*To do*: From the first line to the last, output the material exactly.

*Data records*:
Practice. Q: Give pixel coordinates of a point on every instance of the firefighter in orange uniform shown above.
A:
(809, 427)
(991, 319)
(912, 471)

*Completed task*:
Practice. Q: Give pixel coordinates of a point on every instance of the firefighter in orange uniform shown above.
A:
(809, 427)
(991, 319)
(912, 471)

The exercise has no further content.